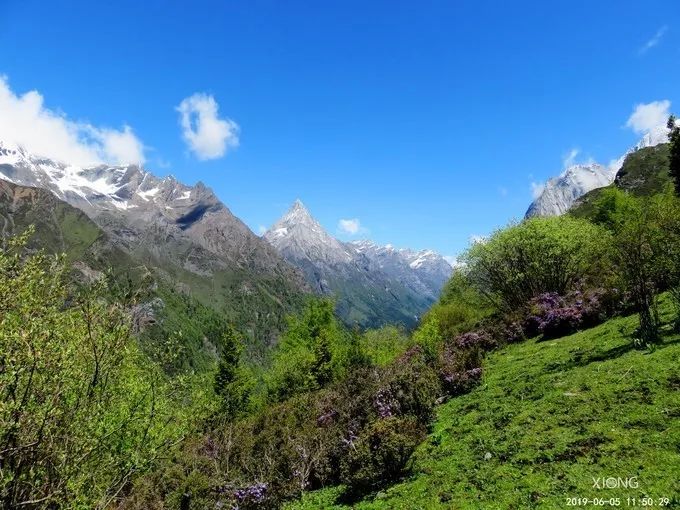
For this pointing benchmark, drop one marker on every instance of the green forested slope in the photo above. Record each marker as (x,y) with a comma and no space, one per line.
(546,419)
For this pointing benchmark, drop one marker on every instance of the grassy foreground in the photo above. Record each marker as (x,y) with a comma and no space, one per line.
(548,419)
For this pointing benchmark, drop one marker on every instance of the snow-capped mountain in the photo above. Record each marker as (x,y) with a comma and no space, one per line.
(299,236)
(190,238)
(561,192)
(373,284)
(424,271)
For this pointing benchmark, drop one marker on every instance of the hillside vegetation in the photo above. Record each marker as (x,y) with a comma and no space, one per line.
(551,359)
(547,418)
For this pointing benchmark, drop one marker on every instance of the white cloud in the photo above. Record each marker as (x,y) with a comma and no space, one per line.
(351,226)
(25,121)
(649,116)
(656,38)
(536,189)
(570,157)
(206,135)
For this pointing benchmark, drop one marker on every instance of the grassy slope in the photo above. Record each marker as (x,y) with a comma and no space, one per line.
(552,415)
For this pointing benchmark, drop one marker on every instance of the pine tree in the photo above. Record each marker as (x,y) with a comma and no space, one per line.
(674,138)
(230,384)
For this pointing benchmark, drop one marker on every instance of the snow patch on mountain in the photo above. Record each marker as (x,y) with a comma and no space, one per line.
(561,192)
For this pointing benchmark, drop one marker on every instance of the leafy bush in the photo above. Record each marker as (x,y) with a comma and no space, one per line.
(537,256)
(379,455)
(81,409)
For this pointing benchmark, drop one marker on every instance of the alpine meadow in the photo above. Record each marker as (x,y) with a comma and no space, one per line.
(296,255)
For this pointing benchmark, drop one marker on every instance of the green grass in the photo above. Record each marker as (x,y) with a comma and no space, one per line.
(547,418)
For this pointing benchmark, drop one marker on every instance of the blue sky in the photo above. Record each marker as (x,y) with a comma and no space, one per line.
(426,121)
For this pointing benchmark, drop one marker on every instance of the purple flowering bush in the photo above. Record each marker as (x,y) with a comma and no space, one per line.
(554,316)
(460,362)
(380,453)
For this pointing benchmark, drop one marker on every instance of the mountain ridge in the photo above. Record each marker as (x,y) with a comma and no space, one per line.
(191,239)
(373,285)
(560,193)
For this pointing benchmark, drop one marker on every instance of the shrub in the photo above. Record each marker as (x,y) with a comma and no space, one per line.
(81,409)
(554,316)
(380,454)
(538,256)
(460,367)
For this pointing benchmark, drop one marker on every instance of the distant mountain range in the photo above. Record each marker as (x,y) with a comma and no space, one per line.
(561,192)
(195,245)
(185,235)
(373,284)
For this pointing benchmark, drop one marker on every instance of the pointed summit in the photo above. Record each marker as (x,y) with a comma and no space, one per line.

#### Problem:
Set every line down exactly as written, leaving each picture out.

#### Reply:
For this pointing benchmark, drop one marker on every instance of the green forested slope in the photo above. Record each marker as (x,y) with a comma and no space, one per line.
(546,419)
For this pointing benchmark, drop one marker on every instance of the grassy foreground in the photo above. Record each marker as (x,y) with a comma and no space, one per line.
(548,419)
For this pointing benchmark, drop one marker on every instance of the snow-capped mountain in the photo above. Record each marker as (x,y) with a comma and no space, one per line.
(299,236)
(190,238)
(561,192)
(373,284)
(424,271)
For this pointing benchmark, drop one marker on every instance of the hillside vegetation in the photo above. Record each marker as (x,y) with a comma and no space, one per line.
(551,359)
(547,418)
For this pointing benchmark, drop one marker on every instance of the white cloud in the photo above. Record each marker as (x,y) with a comma and no space, one per line.
(351,226)
(25,121)
(649,116)
(656,38)
(536,189)
(570,157)
(206,135)
For this pointing benchmark, drop one marker on every instance of the grassy slope in the photo above. Record each marker as (x,y) with a comma and no space, one per line.
(552,415)
For this pointing benchmark, drop one marker on every instance of the pine tree in the photo above. Record each marker as (x,y) with a comma and no space, one per line.
(674,138)
(230,384)
For this pointing benchmark, drop one marker on every instance of the snow patch on mountain in the photo above. Record each marker as (x,y) with a comma and no space, one per line.
(561,192)
For this pointing benchmark, drop one marker on every instance of the leafy bush in the photo above. Record each marker as (x,y) with a comma and no space, one per line.
(537,256)
(379,455)
(81,409)
For this pointing benchmark, drop one marker on every instance of the alpine meadow in the photo above. Record each marker as (x,y) with a comma and no space, one per line.
(296,255)
For this pointing benchmark, drop one marker on every instance of the green grass in the photo above. Record each marker as (x,y) with a comma and no space, one per line.
(547,418)
For this pointing benchmark, drop one marker on every instance of the blue sky in the photo above. Record each marker as (x,y) with a comma and no space, one per line.
(426,121)
For this pointing benchmark, drop one marker on every instance of the purple flowering bush in the photo above. Record each marker as (x,y) with a comma and no space, one per line.
(554,316)
(460,362)
(380,453)
For this pointing benchmark, drop one marker on every instance of the mountain ridge in the photo above. Record each marker as (x,y) with a comma and no space, one per line.
(191,239)
(373,285)
(560,193)
For this pointing benchmark, drop one marker on every instance of the shrub in the photo above. Record each marker as (x,y) with a comma and no space, one per line.
(81,409)
(554,316)
(380,454)
(538,256)
(460,367)
For this pointing benchmark, drop one marker on every instance of the distant mountain range in the photo above. Record each marker as (x,y) with a comma and no space, one per line.
(561,192)
(195,245)
(185,235)
(373,284)
For this pointing benchmark, drop one marker on every instance of the pointed summit in the photo above. Record each marker as (x,y) with a comma and no space, one per line.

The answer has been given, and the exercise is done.